* [SHORT TASK] Please reproduce all of the records below, requests included, scaling every pixel coordinate in the bounding-box answers by 0.5 and rounding to whole numbers, with halves rounded up. Keep the numbers in the requests and in their sample format unchanged.

○ ○ ○ ○

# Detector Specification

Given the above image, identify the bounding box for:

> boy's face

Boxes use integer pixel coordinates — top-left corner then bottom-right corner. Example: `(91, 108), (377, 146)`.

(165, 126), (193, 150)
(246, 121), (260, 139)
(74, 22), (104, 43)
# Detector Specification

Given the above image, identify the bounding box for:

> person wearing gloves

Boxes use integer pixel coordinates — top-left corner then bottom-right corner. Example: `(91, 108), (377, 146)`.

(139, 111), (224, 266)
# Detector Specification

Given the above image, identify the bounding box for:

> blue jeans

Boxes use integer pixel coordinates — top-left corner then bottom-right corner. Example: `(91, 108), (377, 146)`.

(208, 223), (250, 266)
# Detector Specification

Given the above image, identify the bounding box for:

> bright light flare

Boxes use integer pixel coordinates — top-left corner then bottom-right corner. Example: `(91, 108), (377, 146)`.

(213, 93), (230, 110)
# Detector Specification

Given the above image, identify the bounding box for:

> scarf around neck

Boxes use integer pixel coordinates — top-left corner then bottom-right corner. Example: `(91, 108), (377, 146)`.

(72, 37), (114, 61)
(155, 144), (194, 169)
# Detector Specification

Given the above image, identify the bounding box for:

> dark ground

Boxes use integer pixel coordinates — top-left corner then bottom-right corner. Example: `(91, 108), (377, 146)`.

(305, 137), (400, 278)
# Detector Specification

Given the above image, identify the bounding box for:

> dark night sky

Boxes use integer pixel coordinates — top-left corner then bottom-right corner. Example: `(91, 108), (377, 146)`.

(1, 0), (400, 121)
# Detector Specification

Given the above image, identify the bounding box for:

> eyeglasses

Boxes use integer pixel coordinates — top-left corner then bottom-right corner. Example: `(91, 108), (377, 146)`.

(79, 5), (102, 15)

○ ○ ○ ○

* [RESPONSE FOR THIS EXERCISE]
# Detector Specification

Given the above image, identify the bounding box for:

> boy's face

Boxes use integer pixel coordinates — top-left corner then bottom-right corner. Example: `(91, 108), (377, 146)`.

(83, 63), (97, 75)
(123, 61), (130, 70)
(37, 11), (52, 22)
# Detector Specification

Given the above image, identify the bounding box for:

> person wearing gloves

Boxes use integer pixel coordinates — top-left corner then bottom-right corner. Example: `(91, 108), (377, 146)`.

(70, 56), (112, 133)
# Detector Specification

Given the above image, identify the bounding box for:

> blue jeans

Boxes use integer pixel coordinates — top-left corner then bottom-right corner. Example: `(91, 108), (377, 146)`.

(104, 112), (125, 133)
# Detector Specification

Given the above image, identify the bounding box for:

> bright light flare

Boxes use integer pixel coordinates — top-left corner then bottom-right corner. Example: `(91, 108), (377, 146)`.

(107, 47), (115, 55)
# Detector Specification

Given the above image, identify the bounding box for:

> scarf around neck

Boxes use integer pixel coordinates — top-left corner then bottom-right corner. Example: `(91, 108), (377, 146)`.

(36, 19), (57, 31)
(78, 72), (97, 85)
# Detector Specification

Given the above image, identify the bounding box for:

> dark ground

Boxes use integer pixel coordinates — top-left corner then bottom-right corner. Example: `(91, 108), (377, 146)`.

(153, 69), (200, 139)
# Detector Specification

Given the above image, identify the bounding box for:

> dark night sky

Boxes use integer pixel coordinates — top-left corner then bottom-right corner. Example: `(91, 108), (377, 146)`.

(1, 0), (200, 61)
# Detector Specification

Given the above image, identify the bounding box for:

> eyeglasses

Boxes use integer pixel coordinates — top-left corner then bottom-right corner. Example: `(91, 108), (377, 146)`.

(40, 3), (51, 8)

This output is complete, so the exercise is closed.